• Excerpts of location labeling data
* Begin *

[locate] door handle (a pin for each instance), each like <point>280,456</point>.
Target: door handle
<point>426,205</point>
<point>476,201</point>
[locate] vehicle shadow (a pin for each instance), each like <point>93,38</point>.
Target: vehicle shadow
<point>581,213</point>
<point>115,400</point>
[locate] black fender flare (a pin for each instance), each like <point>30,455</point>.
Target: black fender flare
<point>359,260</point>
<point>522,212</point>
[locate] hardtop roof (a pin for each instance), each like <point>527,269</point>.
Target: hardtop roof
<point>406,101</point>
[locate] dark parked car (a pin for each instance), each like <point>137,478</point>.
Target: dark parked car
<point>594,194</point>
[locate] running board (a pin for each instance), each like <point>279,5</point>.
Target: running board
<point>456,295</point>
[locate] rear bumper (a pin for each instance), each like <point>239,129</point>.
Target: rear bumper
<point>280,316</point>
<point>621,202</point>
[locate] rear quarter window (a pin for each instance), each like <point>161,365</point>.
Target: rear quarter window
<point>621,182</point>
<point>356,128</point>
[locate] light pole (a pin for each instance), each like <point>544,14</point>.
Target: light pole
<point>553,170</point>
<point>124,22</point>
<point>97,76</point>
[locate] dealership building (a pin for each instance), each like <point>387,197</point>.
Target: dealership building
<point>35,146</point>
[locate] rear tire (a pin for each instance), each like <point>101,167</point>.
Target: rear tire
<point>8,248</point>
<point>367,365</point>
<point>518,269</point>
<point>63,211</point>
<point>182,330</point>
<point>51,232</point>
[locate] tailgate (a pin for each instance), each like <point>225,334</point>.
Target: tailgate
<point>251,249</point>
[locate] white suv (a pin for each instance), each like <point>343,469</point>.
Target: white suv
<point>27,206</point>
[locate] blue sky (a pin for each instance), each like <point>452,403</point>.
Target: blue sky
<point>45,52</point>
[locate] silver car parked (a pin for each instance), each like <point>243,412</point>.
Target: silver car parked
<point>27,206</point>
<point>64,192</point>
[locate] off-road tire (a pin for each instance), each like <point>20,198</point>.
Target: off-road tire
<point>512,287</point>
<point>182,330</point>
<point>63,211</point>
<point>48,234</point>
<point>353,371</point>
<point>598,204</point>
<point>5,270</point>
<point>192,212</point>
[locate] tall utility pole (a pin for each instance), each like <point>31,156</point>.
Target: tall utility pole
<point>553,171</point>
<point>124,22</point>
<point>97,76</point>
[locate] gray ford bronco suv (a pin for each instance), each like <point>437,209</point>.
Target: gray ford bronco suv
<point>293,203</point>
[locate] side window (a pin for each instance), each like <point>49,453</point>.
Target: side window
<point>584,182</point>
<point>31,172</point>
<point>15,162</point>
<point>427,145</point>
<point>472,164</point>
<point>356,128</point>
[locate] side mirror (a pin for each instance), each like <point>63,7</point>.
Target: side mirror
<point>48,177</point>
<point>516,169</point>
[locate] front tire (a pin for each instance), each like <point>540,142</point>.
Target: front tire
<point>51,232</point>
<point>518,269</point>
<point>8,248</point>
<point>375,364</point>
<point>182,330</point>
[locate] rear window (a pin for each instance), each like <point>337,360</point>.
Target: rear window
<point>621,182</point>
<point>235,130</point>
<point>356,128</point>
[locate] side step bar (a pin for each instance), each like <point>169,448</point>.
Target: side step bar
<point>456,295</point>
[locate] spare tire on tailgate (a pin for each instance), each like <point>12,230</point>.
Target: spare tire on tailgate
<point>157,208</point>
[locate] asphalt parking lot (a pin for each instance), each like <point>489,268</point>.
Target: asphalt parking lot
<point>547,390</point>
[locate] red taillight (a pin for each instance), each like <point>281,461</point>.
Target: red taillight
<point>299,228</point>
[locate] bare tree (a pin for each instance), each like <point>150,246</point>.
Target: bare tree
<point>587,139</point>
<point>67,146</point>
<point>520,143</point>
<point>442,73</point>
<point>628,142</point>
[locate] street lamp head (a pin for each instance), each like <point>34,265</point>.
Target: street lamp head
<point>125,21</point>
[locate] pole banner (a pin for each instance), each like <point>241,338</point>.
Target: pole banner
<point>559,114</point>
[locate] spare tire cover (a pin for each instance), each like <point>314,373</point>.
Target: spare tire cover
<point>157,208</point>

* End *

• Work instructions
Rewrite every line of the material, changing "a pin for each instance" to "one pin per instance" wherever it occurs and leaving everything else untouched.

• Solution
[locate] door handle (one pin per instance), each like <point>280,456</point>.
Target: door handle
<point>426,205</point>
<point>476,201</point>
[locate] vehicle shadow (one pin per instance), each like <point>93,38</point>.
Target: vehicle shadow
<point>581,213</point>
<point>115,400</point>
[locate] black fender flare (one pin per instance), each like <point>30,455</point>.
Target: black fender flare
<point>359,260</point>
<point>522,212</point>
[locate] hardtop roof (one pin per instance), each like <point>527,269</point>.
Target: hardtop roof
<point>406,101</point>
[locate] dark parked car (one pin per instance), each like <point>137,478</point>.
Target: dark parked car
<point>594,194</point>
[locate] running board (one pin per instance), each like <point>279,5</point>.
Target: running board
<point>456,295</point>
[locate] rear bumper (one pin per instance), each like <point>239,129</point>.
Target: rear bumper
<point>280,316</point>
<point>621,202</point>
[locate] rear quarter window (one pin per instance), each like <point>161,365</point>.
Target: rear quarter window
<point>621,182</point>
<point>356,128</point>
[locate] light pole (one pin per instance), each like <point>544,14</point>.
Target: light pole
<point>553,170</point>
<point>124,22</point>
<point>97,76</point>
[locate] dealership building (one pin per instance), each like <point>387,197</point>.
Target: dealership building
<point>35,146</point>
[locate] rear tire (one pin per instance), each like <point>101,167</point>.
Target: rear tire
<point>8,248</point>
<point>367,365</point>
<point>518,269</point>
<point>63,211</point>
<point>182,330</point>
<point>51,232</point>
[locate] tailgate (one pin per instance), each like <point>225,334</point>.
Target: tailgate
<point>251,249</point>
[locate] white suv (one pin per instance), each like <point>343,469</point>.
Target: white suv
<point>27,206</point>
[locate] blue sky (one pin per instance), each like <point>452,403</point>.
Target: blue sky
<point>45,52</point>
[locate] silver car parked (one pin per instance), each like <point>243,412</point>.
Target: silver car parked
<point>27,206</point>
<point>64,192</point>
[locate] off-road tire (one pin per instance), each like <point>20,198</point>.
Target: off-road tire
<point>512,287</point>
<point>182,330</point>
<point>63,211</point>
<point>48,234</point>
<point>353,371</point>
<point>598,204</point>
<point>5,270</point>
<point>192,212</point>
[locate] tall utility pole (one pin per instance), each like <point>31,156</point>.
Target: tall utility pole
<point>553,171</point>
<point>124,22</point>
<point>97,76</point>
[locate] gray ford bronco suv (one pin per instance), each like <point>437,209</point>.
Target: gray ford bronco suv
<point>293,203</point>
[locate] side window (one pin per instance), each like <point>49,453</point>.
Target: side window
<point>584,182</point>
<point>31,172</point>
<point>15,162</point>
<point>427,145</point>
<point>472,164</point>
<point>356,128</point>
[locate] side mirror (one pin per instance), each like <point>63,7</point>.
Target: side mirror
<point>48,177</point>
<point>516,169</point>
[locate] front tire (one pin per instance), each like <point>540,142</point>.
Target: front tire
<point>51,232</point>
<point>518,269</point>
<point>8,248</point>
<point>375,364</point>
<point>182,330</point>
[locate] rear window (one pin per instance), each like <point>337,360</point>.
Target: rear window
<point>621,182</point>
<point>235,130</point>
<point>356,128</point>
[locate] side step bar (one pin per instance), each like <point>169,448</point>.
Target: side step bar
<point>456,295</point>
[locate] spare tire on tailgate (one pin per instance), each like <point>12,230</point>.
Target: spare tire on tailgate
<point>157,208</point>
[locate] asphalt parking lot (one pin per instance), each like <point>489,268</point>.
Target: asphalt parking lot
<point>547,390</point>
[locate] red taillight (one pin per instance), each like <point>281,461</point>.
Target: red taillight
<point>299,228</point>
[locate] bare tree (one pin per instance), each like <point>150,246</point>.
Target: bare tree
<point>587,139</point>
<point>67,146</point>
<point>520,143</point>
<point>442,73</point>
<point>628,142</point>
[locate] street lamp head (one pin per instance), each like <point>34,265</point>.
Target: street lamp head
<point>125,21</point>
[locate] pole banner (one pin per instance), each like <point>241,338</point>.
Target: pole banner
<point>559,114</point>
[locate] spare tire cover (one pin per instance), each like <point>314,373</point>.
Target: spare tire cover
<point>157,208</point>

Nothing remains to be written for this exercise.